### [GIVEN PASSAGE]
● ● ● ●
[WIP] Implement configurable duplicate-text removal methods

Open Copilot opened this issue 3 months ago • 0 comments

Thanks for asking me to work on this. I will get started on it and keep this PR's description up to date as I form a plan and make progress.

Original prompt

Goal

Implement two configurable duplicate-text removal methods for the streaming example (examples/stream/stream.cpp):

token-level dedupe (preferred): use whisper segment token ids to detect overlap across previously printed text and new segments and avoid printing duplicate tokens
character-level dedupe (fallback / simple): normalized longest suffix/prefix match on printed text

Expose a command-line option to choose the dedupe mode and tuning parameters.

Requirements

Add configuration options to whisper_params (examples/stream/stream.cpp):
- std::string dedupe = "token"; // options: "none", "char", "token"
● ● ● ●
[Dataset excerpts]

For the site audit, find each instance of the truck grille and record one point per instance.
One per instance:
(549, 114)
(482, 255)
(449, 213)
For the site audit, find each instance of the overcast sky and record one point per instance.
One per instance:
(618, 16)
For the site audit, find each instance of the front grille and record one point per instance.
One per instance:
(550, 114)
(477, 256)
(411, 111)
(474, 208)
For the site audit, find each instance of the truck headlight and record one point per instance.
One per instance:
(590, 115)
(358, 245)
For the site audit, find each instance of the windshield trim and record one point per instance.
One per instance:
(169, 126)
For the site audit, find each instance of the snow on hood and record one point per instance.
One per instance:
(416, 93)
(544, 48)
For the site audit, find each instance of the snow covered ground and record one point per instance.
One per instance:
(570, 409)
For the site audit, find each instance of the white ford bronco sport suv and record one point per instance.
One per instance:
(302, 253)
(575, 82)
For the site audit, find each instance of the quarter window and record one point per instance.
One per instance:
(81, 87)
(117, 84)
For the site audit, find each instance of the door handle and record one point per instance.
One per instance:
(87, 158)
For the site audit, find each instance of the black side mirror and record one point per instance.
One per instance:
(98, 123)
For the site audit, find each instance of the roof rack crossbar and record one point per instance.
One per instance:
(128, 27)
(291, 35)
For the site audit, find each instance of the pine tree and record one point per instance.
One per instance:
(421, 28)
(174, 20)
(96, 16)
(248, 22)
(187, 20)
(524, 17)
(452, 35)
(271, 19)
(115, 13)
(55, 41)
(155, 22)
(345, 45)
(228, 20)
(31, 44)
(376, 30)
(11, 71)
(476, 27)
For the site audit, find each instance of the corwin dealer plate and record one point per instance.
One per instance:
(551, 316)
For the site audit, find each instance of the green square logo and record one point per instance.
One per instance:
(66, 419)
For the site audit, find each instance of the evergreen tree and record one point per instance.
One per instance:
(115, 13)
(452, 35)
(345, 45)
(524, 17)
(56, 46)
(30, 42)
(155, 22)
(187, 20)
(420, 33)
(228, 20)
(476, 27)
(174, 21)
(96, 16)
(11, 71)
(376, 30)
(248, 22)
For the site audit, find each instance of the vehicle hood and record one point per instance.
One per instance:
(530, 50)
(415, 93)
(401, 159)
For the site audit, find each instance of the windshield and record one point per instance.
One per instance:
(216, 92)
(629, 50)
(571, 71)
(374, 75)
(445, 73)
● ● ● ●
### [TASK STATEMENT]
Quote the issue on duplicate-text removal word for word, starting at the words "token-level dedupe (preferred): use" and ending after "and tuning parameters.".

### [EXPECTED ANSWER]
token-level dedupe (preferred): use whisper segment token ids to detect overlap across previously printed text and new segments and avoid printing duplicate tokens
character-level dedupe (fallback / simple): normalized longest suffix/prefix match on printed text

Expose a command-line option to choose the dedupe mode and tuning parameters.